(Collected data entries)
_ _ _ _ _
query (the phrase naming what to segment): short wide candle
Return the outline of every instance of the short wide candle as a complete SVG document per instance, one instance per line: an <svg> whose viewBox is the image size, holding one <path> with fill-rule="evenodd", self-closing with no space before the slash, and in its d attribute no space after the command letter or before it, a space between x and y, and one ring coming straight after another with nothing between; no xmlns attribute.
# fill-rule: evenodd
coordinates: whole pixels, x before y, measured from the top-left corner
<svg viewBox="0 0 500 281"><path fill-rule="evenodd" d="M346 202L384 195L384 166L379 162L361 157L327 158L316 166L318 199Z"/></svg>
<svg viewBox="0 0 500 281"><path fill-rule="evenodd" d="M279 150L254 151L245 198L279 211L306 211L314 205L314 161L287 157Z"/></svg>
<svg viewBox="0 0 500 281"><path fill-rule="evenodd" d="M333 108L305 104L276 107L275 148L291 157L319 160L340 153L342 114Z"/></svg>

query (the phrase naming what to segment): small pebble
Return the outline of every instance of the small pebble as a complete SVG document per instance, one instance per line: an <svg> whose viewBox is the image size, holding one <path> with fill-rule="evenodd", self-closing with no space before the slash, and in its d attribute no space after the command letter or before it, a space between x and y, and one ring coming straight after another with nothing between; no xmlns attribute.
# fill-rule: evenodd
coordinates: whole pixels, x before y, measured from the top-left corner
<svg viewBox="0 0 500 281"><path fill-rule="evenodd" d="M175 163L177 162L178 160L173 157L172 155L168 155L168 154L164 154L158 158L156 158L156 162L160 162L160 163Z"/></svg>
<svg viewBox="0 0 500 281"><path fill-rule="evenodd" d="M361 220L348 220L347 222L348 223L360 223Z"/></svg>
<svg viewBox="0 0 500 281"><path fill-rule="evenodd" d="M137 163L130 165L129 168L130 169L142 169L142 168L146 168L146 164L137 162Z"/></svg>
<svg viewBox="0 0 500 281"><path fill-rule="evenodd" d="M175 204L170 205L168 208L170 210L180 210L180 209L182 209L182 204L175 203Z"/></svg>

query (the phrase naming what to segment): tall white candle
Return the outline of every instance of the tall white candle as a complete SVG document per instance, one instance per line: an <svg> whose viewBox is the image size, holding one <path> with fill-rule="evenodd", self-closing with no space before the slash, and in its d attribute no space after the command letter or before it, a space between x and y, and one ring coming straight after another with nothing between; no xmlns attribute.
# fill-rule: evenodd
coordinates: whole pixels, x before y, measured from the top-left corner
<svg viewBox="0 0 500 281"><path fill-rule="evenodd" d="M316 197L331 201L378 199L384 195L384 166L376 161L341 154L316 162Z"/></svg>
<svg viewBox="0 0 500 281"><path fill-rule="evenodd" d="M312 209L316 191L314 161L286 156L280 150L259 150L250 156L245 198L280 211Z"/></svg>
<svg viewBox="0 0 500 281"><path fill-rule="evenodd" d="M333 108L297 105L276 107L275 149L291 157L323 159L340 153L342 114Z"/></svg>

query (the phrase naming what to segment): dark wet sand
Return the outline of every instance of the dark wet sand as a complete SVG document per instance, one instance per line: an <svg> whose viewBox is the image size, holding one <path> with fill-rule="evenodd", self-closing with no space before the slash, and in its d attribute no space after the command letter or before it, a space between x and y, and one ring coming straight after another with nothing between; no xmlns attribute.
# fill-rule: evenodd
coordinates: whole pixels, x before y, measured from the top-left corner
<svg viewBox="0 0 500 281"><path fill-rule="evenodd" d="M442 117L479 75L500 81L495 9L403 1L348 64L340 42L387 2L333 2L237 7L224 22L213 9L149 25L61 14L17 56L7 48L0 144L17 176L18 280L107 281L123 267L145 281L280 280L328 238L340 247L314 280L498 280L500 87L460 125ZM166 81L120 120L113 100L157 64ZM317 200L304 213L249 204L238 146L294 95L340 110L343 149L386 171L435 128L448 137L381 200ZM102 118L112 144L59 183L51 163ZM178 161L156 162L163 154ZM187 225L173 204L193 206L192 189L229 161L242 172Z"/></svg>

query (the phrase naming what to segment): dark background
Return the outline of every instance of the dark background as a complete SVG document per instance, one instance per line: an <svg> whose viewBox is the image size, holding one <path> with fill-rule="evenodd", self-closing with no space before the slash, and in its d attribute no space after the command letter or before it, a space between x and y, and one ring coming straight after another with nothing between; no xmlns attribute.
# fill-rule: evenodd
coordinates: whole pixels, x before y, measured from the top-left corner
_ _ _ _ _
Lines above with the string "white" need to be found and copied.

query (the phrase naming what to segment): tall white candle
Return the outline of every instance of the tall white candle as a complete SVG document per instance, one instance per line: an <svg> whose viewBox is the image size, holding one <path> with fill-rule="evenodd", self-closing with no space before the slash, and in its d attribute no space after the command letter or before it, a space between x and y, and one ring coming straight after another with nothing between; no xmlns attribute.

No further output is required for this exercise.